THE TASK:
Rewrite the listing below as a Markdown table with the columns "Row" and "Line", numbering each line and leaving out blank lines.

----- GIVEN INFORMATION

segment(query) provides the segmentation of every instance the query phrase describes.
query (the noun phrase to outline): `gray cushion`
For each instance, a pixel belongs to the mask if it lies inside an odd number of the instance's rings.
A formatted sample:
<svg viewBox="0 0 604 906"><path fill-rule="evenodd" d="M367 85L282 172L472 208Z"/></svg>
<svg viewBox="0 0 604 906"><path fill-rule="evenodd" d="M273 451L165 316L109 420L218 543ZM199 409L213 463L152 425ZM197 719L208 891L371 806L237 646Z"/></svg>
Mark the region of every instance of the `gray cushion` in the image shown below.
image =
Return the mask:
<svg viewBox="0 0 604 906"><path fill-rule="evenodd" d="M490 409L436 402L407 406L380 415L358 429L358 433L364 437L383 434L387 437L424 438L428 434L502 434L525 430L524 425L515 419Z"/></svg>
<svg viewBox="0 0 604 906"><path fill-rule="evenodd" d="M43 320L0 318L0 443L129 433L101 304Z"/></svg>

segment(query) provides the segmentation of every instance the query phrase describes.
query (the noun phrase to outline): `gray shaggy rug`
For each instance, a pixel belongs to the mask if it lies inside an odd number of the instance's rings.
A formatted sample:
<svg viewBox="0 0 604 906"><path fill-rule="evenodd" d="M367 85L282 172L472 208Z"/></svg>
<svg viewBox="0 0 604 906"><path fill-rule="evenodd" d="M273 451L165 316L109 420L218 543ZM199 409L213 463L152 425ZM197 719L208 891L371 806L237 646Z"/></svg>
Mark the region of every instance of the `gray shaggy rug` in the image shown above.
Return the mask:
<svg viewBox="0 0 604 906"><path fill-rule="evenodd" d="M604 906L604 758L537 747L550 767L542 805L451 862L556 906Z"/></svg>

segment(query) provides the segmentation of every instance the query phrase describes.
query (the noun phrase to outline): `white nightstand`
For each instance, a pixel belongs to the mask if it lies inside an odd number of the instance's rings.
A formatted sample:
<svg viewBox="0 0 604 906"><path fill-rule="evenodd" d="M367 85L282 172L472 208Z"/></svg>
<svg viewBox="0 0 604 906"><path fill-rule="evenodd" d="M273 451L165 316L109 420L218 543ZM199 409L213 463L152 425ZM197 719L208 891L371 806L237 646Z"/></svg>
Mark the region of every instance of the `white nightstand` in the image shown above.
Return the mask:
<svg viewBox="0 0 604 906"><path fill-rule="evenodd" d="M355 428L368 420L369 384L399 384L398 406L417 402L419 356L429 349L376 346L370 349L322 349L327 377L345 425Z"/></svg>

----------

SOLUTION TO THIS PROBLEM:
| Row | Line |
|---|---|
| 1 | segment(query) provides the segmentation of every instance the query phrase describes. |
| 2 | query (the noun phrase to outline): `gray cushion` |
| 3 | For each instance, a pixel belongs to the mask if it lies inside an odd number of the instance's rings. |
| 4 | A formatted sample: |
| 5 | <svg viewBox="0 0 604 906"><path fill-rule="evenodd" d="M367 85L282 172L472 208Z"/></svg> |
| 6 | <svg viewBox="0 0 604 906"><path fill-rule="evenodd" d="M273 451L165 316L109 420L218 543ZM199 409L213 463L152 425ZM197 719L208 891L371 806L237 646Z"/></svg> |
| 7 | Mark the region of every instance of the `gray cushion` in the image shown below. |
| 8 | image = |
| 9 | Return the mask: |
| 10 | <svg viewBox="0 0 604 906"><path fill-rule="evenodd" d="M490 409L436 402L407 406L380 415L358 429L358 433L364 437L383 434L387 437L424 438L428 434L502 434L525 430L524 425L515 419Z"/></svg> |
| 11 | <svg viewBox="0 0 604 906"><path fill-rule="evenodd" d="M43 320L0 318L0 443L129 433L101 304Z"/></svg> |
| 12 | segment(query) provides the segmentation of every instance the query phrase describes. |
| 13 | query (the noun phrase to outline): `gray shaggy rug` |
| 14 | For each instance, a pixel belongs to the mask if it lies inside an odd number of the instance's rings. |
| 15 | A formatted sample: |
| 16 | <svg viewBox="0 0 604 906"><path fill-rule="evenodd" d="M367 85L282 172L472 208Z"/></svg> |
| 17 | <svg viewBox="0 0 604 906"><path fill-rule="evenodd" d="M273 451L165 316L109 420L218 543ZM199 409L213 463L152 425ZM197 719L208 891L371 806L237 646Z"/></svg> |
| 18 | Mark the region of every instance of the `gray shaggy rug` in the image shown above. |
| 19 | Return the mask: |
| 20 | <svg viewBox="0 0 604 906"><path fill-rule="evenodd" d="M604 906L604 758L537 747L550 767L542 805L451 862L556 906Z"/></svg> |
| 21 | segment(query) provides the segmentation of every instance the query phrase describes. |
| 22 | query (the noun phrase to outline): `white nightstand` |
| 23 | For each instance, a pixel belongs to the mask if it lies inside an odd number of the instance's rings. |
| 24 | A formatted sample: |
| 25 | <svg viewBox="0 0 604 906"><path fill-rule="evenodd" d="M367 85L282 172L472 208Z"/></svg> |
| 26 | <svg viewBox="0 0 604 906"><path fill-rule="evenodd" d="M273 451L165 316L109 420L218 543ZM199 409L213 463L152 425ZM197 719L208 891L371 806L237 646Z"/></svg> |
| 27 | Mark the region of every instance of the `white nightstand` in the image shown above. |
| 28 | Return the mask: |
| 29 | <svg viewBox="0 0 604 906"><path fill-rule="evenodd" d="M355 428L368 420L369 384L399 384L398 406L417 402L419 356L429 349L376 346L370 349L322 349L327 377L345 425Z"/></svg> |